GIVEN PROBLEM: Using the entries below, restate word for word only the lines from the one with "find | dark gray suv" to the final line, leaving the pictures out.

Data listing:
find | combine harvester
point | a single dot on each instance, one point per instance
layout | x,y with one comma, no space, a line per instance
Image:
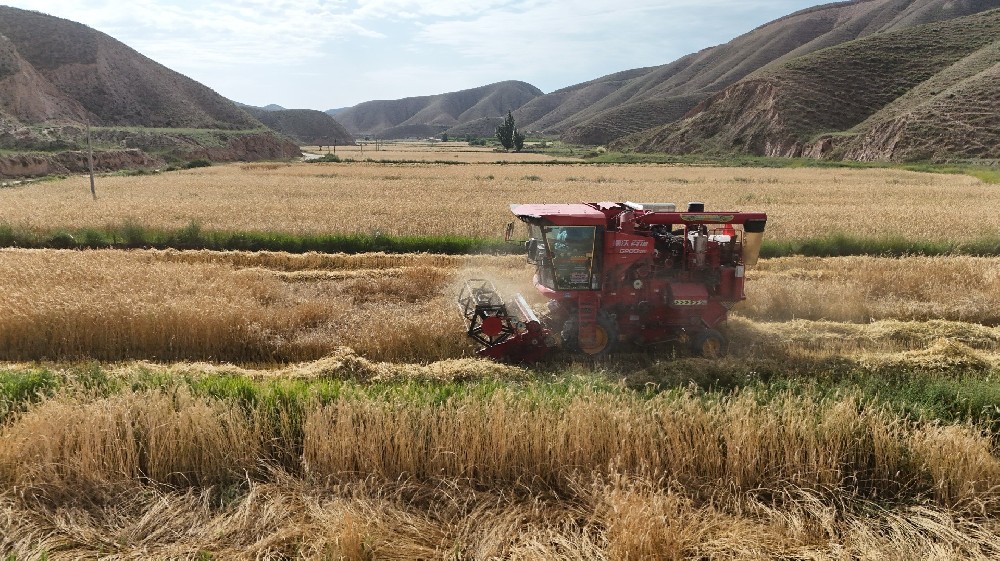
619,273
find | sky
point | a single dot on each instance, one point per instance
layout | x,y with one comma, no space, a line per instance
327,54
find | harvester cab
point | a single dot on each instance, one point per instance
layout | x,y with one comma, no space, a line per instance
621,273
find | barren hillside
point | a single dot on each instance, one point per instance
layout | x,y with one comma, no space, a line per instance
611,107
306,126
927,92
436,113
82,69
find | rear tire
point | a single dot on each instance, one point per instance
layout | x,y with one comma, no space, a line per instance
709,344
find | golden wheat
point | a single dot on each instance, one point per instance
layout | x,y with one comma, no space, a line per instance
473,199
448,519
476,477
264,307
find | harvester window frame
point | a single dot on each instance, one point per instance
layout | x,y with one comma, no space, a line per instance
566,250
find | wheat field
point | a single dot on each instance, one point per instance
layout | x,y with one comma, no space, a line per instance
473,199
272,307
262,405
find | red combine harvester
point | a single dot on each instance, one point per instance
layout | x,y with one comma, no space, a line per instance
636,273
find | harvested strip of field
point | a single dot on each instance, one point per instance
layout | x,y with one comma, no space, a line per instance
267,307
166,472
862,289
472,200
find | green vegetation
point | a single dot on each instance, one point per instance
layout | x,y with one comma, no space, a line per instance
131,235
967,394
508,135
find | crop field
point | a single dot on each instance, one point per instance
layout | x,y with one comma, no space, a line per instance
232,404
433,199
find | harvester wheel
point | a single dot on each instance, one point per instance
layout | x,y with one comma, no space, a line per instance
709,344
606,336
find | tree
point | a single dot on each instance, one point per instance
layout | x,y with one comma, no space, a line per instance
507,132
518,140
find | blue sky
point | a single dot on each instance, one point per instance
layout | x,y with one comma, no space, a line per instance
324,54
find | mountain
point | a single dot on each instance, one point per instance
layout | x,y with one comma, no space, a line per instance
430,115
928,92
57,75
601,110
306,126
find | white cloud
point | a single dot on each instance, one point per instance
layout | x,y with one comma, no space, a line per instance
384,49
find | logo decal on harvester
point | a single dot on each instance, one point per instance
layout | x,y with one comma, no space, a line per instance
707,217
632,246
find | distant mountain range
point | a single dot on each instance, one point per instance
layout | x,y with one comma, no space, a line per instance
56,76
832,67
867,79
435,114
930,92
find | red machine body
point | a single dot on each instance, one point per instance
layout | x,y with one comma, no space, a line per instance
625,273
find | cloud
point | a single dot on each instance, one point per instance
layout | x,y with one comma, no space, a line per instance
385,49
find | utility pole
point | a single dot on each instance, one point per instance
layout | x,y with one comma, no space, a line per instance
90,162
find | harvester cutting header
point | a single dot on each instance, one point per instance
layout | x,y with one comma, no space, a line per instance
617,273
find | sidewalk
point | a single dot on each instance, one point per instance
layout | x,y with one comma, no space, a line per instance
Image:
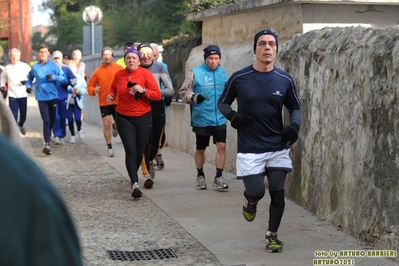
201,227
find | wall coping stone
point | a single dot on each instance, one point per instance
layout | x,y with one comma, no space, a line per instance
248,6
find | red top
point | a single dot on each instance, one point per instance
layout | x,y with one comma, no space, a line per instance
128,105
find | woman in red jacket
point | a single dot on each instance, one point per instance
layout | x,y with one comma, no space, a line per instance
135,87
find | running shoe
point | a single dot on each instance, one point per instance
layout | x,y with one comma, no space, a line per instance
22,130
249,210
57,141
220,183
273,245
114,131
201,182
81,135
47,149
148,181
160,163
152,170
136,191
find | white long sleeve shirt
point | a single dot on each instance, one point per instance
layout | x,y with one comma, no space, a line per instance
13,75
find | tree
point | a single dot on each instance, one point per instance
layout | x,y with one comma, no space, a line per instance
147,20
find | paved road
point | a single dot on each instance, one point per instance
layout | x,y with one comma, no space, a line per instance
173,224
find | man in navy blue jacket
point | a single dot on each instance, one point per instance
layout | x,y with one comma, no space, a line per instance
59,129
261,91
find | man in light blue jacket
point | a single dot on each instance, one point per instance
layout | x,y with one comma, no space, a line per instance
202,89
46,73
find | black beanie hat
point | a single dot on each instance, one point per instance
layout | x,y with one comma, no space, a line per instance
210,50
264,32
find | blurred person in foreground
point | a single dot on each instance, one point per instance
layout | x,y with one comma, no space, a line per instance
262,90
35,226
135,87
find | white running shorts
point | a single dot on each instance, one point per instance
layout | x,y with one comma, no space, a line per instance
251,164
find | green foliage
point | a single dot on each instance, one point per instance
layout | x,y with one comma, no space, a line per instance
199,5
125,20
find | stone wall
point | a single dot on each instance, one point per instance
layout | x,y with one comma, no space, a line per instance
346,159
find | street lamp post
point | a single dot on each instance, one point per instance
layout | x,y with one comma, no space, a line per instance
92,15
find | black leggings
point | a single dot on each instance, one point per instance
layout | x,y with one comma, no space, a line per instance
255,190
47,112
134,132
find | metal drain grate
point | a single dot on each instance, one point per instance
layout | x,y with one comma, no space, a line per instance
154,254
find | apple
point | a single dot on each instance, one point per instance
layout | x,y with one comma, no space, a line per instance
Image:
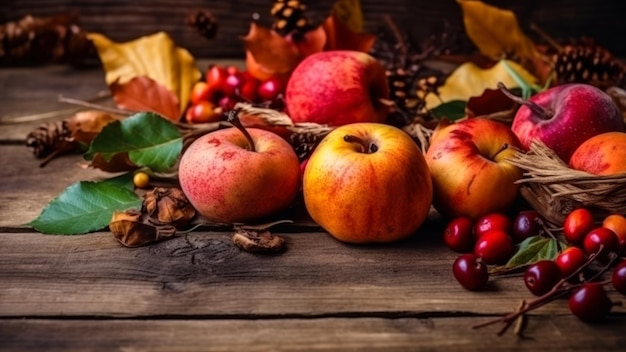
336,88
603,154
469,167
565,116
367,182
238,175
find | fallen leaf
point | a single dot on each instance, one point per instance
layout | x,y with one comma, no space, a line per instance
155,56
349,12
145,94
469,80
271,50
340,37
495,31
491,101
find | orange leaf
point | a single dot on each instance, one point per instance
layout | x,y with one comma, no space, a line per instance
144,94
340,37
270,50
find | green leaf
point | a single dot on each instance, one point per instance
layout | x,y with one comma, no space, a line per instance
149,139
452,110
85,207
534,249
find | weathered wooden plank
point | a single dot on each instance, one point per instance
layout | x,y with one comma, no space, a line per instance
325,334
204,274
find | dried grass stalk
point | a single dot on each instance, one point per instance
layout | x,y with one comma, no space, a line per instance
554,189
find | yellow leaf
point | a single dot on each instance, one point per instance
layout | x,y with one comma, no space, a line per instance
349,12
469,80
495,31
156,57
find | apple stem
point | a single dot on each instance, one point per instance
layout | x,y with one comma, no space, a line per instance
504,147
365,147
543,113
233,118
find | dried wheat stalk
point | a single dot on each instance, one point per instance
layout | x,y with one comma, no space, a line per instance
554,189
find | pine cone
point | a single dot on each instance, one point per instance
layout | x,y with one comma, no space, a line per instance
204,22
47,138
289,16
588,64
304,143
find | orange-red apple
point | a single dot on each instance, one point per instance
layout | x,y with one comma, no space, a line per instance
229,177
337,87
603,154
367,182
469,167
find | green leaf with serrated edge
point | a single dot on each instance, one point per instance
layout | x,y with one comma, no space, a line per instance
534,249
149,139
452,110
85,207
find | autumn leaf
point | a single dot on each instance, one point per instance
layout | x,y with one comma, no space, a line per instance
349,12
271,50
145,94
340,37
468,80
495,31
156,57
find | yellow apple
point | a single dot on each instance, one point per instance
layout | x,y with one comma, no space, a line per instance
469,167
367,182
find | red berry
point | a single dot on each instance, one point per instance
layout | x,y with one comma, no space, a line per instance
470,271
590,302
458,235
570,259
493,221
527,224
494,247
601,236
577,224
619,277
541,277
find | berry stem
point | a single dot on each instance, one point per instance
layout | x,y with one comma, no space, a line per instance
365,147
543,113
233,118
560,289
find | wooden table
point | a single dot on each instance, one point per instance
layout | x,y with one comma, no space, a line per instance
200,292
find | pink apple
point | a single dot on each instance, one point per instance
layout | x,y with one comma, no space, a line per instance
229,177
468,164
603,154
565,116
336,88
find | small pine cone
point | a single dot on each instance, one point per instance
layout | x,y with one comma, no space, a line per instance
204,22
399,85
588,64
48,138
304,143
289,16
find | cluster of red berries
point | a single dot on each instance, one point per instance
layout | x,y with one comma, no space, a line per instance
491,240
225,86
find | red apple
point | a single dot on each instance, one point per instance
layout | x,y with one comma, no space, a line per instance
603,154
229,176
336,88
469,167
367,182
565,116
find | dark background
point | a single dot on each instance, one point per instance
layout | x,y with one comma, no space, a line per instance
123,20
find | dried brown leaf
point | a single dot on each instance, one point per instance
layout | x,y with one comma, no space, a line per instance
132,229
340,37
145,94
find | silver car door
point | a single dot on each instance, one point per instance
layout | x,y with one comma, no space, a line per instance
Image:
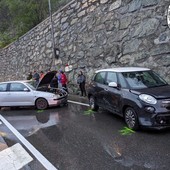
20,95
3,94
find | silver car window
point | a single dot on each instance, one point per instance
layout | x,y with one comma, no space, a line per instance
111,77
17,87
100,77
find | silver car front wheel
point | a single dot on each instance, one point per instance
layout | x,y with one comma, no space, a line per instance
92,103
41,104
131,118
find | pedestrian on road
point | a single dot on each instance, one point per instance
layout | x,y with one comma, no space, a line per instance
64,81
36,78
81,80
29,76
41,75
54,84
59,79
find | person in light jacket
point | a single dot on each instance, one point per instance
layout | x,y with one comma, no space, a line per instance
81,80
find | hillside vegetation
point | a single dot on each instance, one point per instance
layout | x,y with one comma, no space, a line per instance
19,16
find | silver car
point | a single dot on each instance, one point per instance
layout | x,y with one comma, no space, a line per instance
23,93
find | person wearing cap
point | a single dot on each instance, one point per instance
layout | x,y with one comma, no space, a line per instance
64,81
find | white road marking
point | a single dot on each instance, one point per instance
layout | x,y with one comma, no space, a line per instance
14,158
29,146
70,101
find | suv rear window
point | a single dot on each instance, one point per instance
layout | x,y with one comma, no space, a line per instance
100,77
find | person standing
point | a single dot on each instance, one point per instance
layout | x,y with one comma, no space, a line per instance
54,84
29,77
59,79
64,81
81,80
41,75
36,78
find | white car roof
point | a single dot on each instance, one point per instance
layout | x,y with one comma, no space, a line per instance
15,81
124,69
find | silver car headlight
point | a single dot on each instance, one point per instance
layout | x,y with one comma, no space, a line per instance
148,99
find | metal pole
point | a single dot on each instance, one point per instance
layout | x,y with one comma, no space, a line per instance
52,32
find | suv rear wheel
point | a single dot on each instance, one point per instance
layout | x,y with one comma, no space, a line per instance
131,118
92,103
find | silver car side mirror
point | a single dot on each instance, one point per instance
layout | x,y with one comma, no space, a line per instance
26,89
113,84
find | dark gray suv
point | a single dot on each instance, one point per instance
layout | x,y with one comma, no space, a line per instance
137,94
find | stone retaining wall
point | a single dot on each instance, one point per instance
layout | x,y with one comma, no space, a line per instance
94,34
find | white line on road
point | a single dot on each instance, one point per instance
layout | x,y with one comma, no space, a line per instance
29,146
70,101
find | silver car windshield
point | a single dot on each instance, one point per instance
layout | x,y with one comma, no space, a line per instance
143,79
30,85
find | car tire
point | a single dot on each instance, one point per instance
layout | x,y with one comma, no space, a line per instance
92,103
131,118
41,104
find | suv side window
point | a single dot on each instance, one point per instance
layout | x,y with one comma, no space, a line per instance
100,77
111,77
3,87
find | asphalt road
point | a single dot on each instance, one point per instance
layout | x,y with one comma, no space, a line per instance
74,138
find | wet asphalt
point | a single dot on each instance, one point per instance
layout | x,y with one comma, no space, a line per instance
74,138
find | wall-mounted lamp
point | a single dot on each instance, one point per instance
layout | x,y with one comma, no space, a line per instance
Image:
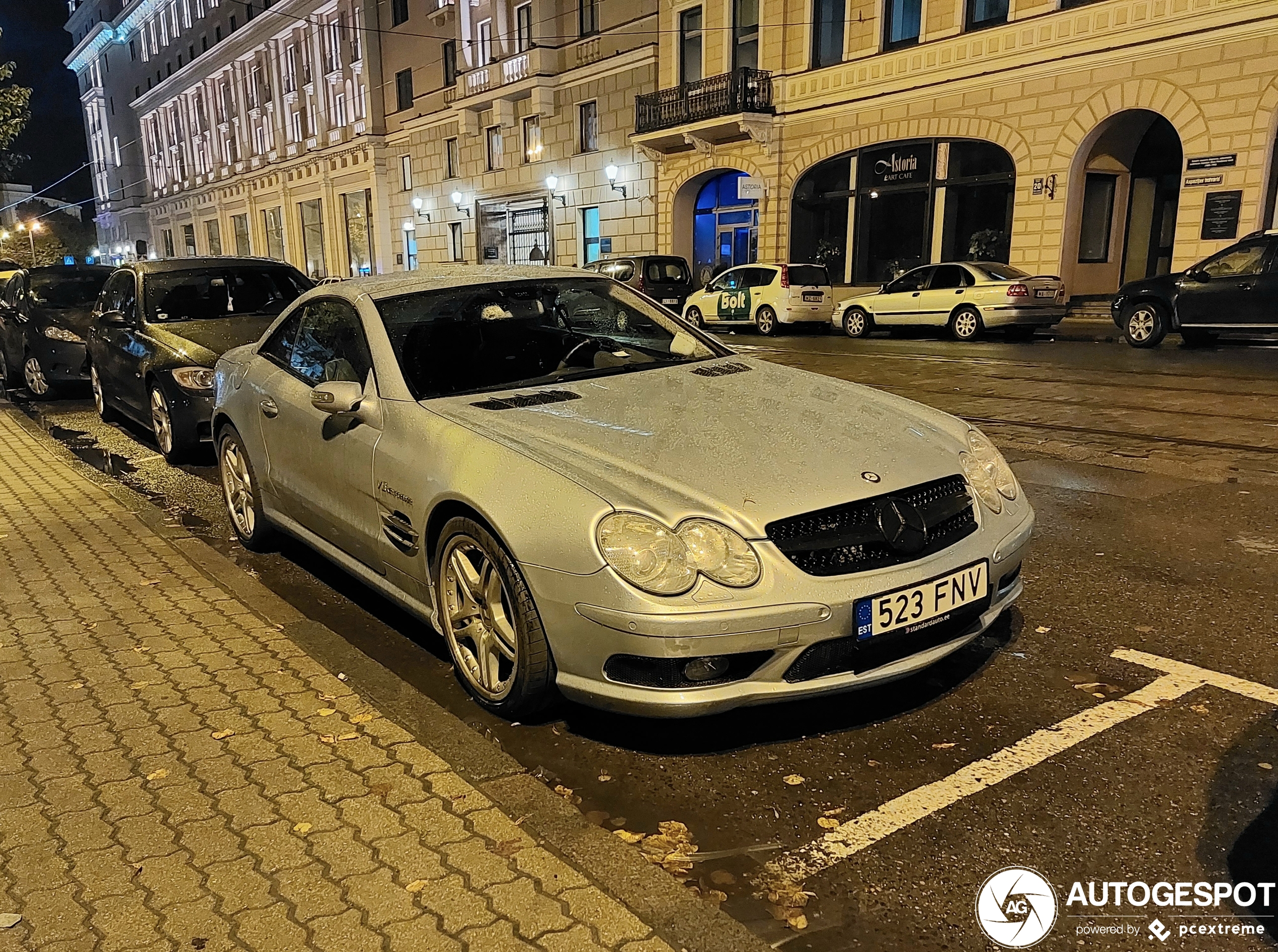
611,173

EXPECTED OUTPUT:
find | dark gray suv
point | a single dot on each instance, one point per instance
layout | x,y with one comma, no space, a line per instance
137,94
find | stone retaining wall
point | a single dot on each instance, one point per instance
layout | x,y with one comma, no space, a line per instance
94,34
find | white line on road
point | a single dot on each instance, one point per instance
layout | x,y with one comma, no space, a line per instance
29,146
70,101
find | silver car windshield
point | a single dot on each instance, one point per instance
layout | x,y with one comma, no space, a line per instance
143,79
30,85
find | car tire
point | a single dot on each instance, one point per instance
layout | x,y with one comma, no space, a line per instance
92,103
131,118
41,104
find | suv side window
point | a single dot on each instance, one point per instance
layout | x,y with one comma, no space, a line per instance
100,77
111,77
3,87
find | asphalt road
point | a single dot on each instance, one point per instance
layout | x,y with one comma, no space, a line per instance
74,138
find | wet asphalt
point | a single dot on each instance, one point per instance
layout | x,y with one comma, no space, a line per instance
74,138
find | wall-mounted lamp
point | a single dot on each instance, one point per instance
layout | x,y with one comma, no space, a line per instance
Image:
611,173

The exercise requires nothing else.